Por Valquíria Vita
Poucos
dias antes dessa entrevista, Antoninho Rossi, 83 anos, comentava com os
amigos no Bar 13 que não tinha motivos para reclamar da vida. “Eu acho
que eu tive uma vida muito feliz. Desde pequeno, sempre foi bom”,
repetiu a frase que havia dito aos amigos.
Acompanhado
pela filha Eloísa, Antoninho contou as histórias de sua vida que se
misturam às histórias da Livraria Rossi, negócio da família que ele
aprendeu a gostar. “O pãozinho é daqui que eu tiro, eu tenho que
gostar”, diz, rindo.
“A Eloísa está aqui para me lembrar de tudo o que eu esquecer”, explicou, ao iniciarmos.
“Mas
eu acho que o senhor lembra mais do que eu”, respondeu ela. Com razão.
Antoninho não só lembrou de tudo, como garantiu uma série de risadas
durante a conversa. “Ainda venho para a loja todos os dias. Fazer o que
em casa? O maior serviço que eu tenho é conversar com a caturrita e dar
comidinha para ela”.
Juventude de lazeres (e trabalho como castigo)
Conversar,
não só com a caturrita, é algo que Antoninho gosta de fazer desde
pequeno, época em que também ganhou o apelido que tem até hoje. Se na
família era chamado de Antoninho, no colégio era conhecido como Marcos
(o nome completo é Marcos Antônio Rossi).
Apesar
de ter nascido em Caxias, ele iniciou os estudos em Antônio Prado, no
Colégio dos Maristas. Lá, morou com a avó. “Não sei se era porque minha
mãe tinha muitos filhos ou estava muito atarefada, mas eu fiquei com
minha avó durante quatro anos”, conta, falando das duas irmãs, Lígia e
Mariana (falecidas), e do irmão, Tito.
Após
o ensino primário, Antoninho voltou a Caxias e ingressou no colégio do
Carmo. “Eu me achava uma maravilha de aluno, o professor, não”, diz.
“Nunca gostei muito de Português, gostava de Ciências. Principalmente
quando a gente ia para o laboratório, que era uma festa”.
Fora
do colégio, jogava bola com um grupo de amigos na avenida Júlio de
Castilhos, à noite. “A gente só parava de jogar quando vinha um auto”,
diz, lembrando de uma época em que não eram muitos os carros que
passavam pela Júlio. Além de futebol na rua, Antoninho também foi
jogador de vôlei pelo Clube Cruzeiro.
+-------+
**Tarefa**: Reproduza sem alterações o trecho do perfil de Antoninho Rossi começando em "Por Valquíria Vita" e terminando em "explicou, ao iniciarmos.".

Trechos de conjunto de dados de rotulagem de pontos
+-------+
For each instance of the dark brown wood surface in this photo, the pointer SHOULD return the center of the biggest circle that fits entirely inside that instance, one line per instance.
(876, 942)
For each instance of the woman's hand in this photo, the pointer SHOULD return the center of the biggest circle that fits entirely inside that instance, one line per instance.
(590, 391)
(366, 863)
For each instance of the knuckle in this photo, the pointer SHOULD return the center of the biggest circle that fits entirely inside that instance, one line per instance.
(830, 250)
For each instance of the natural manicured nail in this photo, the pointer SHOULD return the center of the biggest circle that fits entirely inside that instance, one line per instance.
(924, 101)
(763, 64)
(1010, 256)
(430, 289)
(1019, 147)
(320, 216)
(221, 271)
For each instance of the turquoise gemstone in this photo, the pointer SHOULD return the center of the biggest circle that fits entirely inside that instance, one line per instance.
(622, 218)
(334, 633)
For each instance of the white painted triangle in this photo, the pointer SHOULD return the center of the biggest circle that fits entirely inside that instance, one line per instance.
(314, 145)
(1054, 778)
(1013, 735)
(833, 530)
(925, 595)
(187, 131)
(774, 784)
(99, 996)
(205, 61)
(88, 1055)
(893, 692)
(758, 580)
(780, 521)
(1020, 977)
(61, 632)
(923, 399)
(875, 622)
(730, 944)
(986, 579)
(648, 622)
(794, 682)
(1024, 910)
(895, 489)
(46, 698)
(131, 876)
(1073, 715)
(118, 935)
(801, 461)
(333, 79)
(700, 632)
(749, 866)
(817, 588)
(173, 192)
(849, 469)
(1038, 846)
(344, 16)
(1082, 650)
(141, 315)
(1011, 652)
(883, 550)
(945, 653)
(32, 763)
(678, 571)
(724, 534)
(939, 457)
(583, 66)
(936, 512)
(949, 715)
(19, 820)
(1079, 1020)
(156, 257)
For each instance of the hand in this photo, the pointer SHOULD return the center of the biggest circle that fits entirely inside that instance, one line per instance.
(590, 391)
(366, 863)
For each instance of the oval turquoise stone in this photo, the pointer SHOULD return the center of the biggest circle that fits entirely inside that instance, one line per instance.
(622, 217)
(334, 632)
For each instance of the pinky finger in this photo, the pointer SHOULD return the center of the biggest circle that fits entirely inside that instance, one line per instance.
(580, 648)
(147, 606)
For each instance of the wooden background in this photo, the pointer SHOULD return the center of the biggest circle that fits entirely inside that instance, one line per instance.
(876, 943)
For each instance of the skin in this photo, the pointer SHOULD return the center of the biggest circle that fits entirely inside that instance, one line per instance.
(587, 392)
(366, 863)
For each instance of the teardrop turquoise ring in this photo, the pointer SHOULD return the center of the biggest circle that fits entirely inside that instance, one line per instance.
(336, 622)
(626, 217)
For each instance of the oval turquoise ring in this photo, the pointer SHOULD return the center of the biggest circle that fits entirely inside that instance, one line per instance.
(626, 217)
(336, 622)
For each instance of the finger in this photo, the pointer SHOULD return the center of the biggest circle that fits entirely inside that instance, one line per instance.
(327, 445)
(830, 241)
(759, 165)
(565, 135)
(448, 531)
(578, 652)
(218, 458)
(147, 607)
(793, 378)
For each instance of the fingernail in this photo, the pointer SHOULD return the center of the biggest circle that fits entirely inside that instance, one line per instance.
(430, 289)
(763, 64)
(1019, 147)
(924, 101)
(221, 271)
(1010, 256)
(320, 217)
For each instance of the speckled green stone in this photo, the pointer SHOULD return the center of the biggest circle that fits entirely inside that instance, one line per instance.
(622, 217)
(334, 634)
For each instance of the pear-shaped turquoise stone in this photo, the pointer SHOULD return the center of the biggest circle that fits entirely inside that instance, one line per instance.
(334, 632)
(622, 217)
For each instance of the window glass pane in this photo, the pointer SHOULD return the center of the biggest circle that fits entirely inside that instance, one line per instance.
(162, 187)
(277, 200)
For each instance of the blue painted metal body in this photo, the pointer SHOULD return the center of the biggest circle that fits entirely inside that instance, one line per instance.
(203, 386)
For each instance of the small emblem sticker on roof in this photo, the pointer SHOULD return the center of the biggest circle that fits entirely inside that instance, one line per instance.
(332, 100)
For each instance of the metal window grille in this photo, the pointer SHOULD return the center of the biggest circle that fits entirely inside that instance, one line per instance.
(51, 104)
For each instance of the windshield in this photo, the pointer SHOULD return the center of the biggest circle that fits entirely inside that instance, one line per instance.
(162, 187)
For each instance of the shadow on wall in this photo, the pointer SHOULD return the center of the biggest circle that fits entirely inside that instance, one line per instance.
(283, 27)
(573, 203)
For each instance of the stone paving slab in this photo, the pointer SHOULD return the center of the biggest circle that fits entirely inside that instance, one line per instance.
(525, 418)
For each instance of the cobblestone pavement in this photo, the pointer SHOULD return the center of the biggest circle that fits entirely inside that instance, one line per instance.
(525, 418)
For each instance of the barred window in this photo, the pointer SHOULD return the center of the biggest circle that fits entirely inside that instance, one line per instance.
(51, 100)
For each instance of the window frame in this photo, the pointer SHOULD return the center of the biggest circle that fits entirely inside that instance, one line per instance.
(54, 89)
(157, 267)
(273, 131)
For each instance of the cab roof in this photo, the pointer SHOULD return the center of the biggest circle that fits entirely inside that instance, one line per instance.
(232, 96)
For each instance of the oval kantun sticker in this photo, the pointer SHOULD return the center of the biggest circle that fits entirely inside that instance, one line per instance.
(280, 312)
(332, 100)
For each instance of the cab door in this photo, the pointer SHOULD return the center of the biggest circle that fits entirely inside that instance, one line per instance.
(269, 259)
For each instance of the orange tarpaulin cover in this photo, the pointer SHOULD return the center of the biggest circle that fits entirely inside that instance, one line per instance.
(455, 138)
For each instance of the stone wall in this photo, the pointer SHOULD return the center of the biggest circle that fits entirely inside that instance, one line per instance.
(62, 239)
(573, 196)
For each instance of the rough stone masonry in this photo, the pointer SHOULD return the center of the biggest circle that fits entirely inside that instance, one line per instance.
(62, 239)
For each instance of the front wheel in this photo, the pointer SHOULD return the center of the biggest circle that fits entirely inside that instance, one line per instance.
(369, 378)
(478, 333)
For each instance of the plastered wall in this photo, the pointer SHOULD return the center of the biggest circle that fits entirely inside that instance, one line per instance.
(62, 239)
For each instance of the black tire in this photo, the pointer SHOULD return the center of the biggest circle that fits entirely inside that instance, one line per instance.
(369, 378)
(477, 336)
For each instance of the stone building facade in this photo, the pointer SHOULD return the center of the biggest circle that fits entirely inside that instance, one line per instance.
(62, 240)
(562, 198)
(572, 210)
+-------+
**Resposta**:
Por Valquíria Vita
Poucos
dias antes dessa entrevista, Antoninho Rossi, 83 anos, comentava com os
amigos no Bar 13 que não tinha motivos para reclamar da vida. “Eu acho
que eu tive uma vida muito feliz. Desde pequeno, sempre foi bom”,
repetiu a frase que havia dito aos amigos.
Acompanhado
pela filha Eloísa, Antoninho contou as histórias de sua vida que se
misturam às histórias da Livraria Rossi, negócio da família que ele
aprendeu a gostar. “O pãozinho é daqui que eu tiro, eu tenho que
gostar”, diz, rindo.
“A Eloísa está aqui para me lembrar de tudo o que eu esquecer”, explicou, ao iniciarmos.